## SHORT EXERCISE:
Reproduce all the entries precisely.

(Contour labeling items)
>>>
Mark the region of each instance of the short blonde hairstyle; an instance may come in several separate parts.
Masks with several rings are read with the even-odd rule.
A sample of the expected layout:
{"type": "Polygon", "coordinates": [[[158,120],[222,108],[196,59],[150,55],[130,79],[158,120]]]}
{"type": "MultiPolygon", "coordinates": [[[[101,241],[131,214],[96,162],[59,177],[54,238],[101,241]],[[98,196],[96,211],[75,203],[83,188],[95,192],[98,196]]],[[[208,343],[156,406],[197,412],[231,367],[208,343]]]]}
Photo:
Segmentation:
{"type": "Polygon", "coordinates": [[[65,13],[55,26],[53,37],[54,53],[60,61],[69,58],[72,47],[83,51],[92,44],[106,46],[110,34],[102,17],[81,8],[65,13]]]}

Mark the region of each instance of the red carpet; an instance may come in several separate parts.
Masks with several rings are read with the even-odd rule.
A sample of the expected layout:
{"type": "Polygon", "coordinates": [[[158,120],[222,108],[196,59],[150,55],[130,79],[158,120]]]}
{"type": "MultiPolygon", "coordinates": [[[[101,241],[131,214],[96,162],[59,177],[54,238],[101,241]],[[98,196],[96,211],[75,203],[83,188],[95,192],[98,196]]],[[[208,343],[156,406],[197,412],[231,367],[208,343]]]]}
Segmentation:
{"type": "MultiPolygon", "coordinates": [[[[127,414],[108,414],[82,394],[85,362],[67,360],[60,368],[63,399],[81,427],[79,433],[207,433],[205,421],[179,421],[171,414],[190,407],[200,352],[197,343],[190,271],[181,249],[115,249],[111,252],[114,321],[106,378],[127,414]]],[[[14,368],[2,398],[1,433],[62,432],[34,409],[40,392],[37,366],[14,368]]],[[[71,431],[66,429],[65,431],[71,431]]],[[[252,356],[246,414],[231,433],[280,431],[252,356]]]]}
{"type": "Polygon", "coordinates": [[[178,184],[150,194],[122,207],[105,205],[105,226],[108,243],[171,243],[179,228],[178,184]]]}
<<<
## FINISHED ANSWER:
Mark the region of each instance of the short blonde hairstyle; an instance may come in several separate parts.
Masks with several rings are read with the even-odd rule.
A sample of the expected layout:
{"type": "Polygon", "coordinates": [[[158,120],[222,108],[196,59],[150,55],[130,79],[158,120]]]}
{"type": "MultiPolygon", "coordinates": [[[[101,241],[131,214],[96,162],[59,177],[54,238],[101,241]],[[98,196],[96,211],[75,203],[83,188],[95,192],[98,196]]],[[[208,343],[156,406],[197,412],[231,367],[208,343]]]]}
Photo:
Segmentation:
{"type": "Polygon", "coordinates": [[[65,13],[55,26],[53,37],[54,53],[60,61],[69,58],[72,47],[83,51],[92,44],[106,46],[110,34],[102,17],[81,8],[65,13]]]}

Mark the region of each instance of the red carpet; an instance may come in several separate parts.
Masks with several rings are read with the even-odd rule.
A sample of the expected layout:
{"type": "Polygon", "coordinates": [[[158,120],[222,108],[196,59],[150,55],[130,79],[158,120]]]}
{"type": "MultiPolygon", "coordinates": [[[[101,241],[131,214],[96,162],[59,177],[54,238],[101,241]],[[98,196],[96,211],[75,203],[83,188],[95,192],[98,196]]],[[[208,343],[156,406],[197,412],[231,367],[208,343]]]]}
Segmentation:
{"type": "MultiPolygon", "coordinates": [[[[127,414],[108,414],[82,394],[85,362],[67,360],[60,368],[63,399],[81,427],[79,433],[207,433],[205,421],[179,421],[171,414],[190,407],[200,352],[197,343],[190,271],[181,249],[115,249],[111,252],[114,321],[106,378],[127,414]]],[[[14,368],[2,398],[1,433],[62,432],[34,409],[40,392],[37,366],[14,368]]],[[[71,431],[66,429],[65,431],[71,431]]],[[[252,356],[246,414],[231,433],[280,431],[252,356]]]]}
{"type": "Polygon", "coordinates": [[[178,184],[150,194],[122,207],[105,205],[105,226],[108,243],[171,243],[179,228],[178,184]]]}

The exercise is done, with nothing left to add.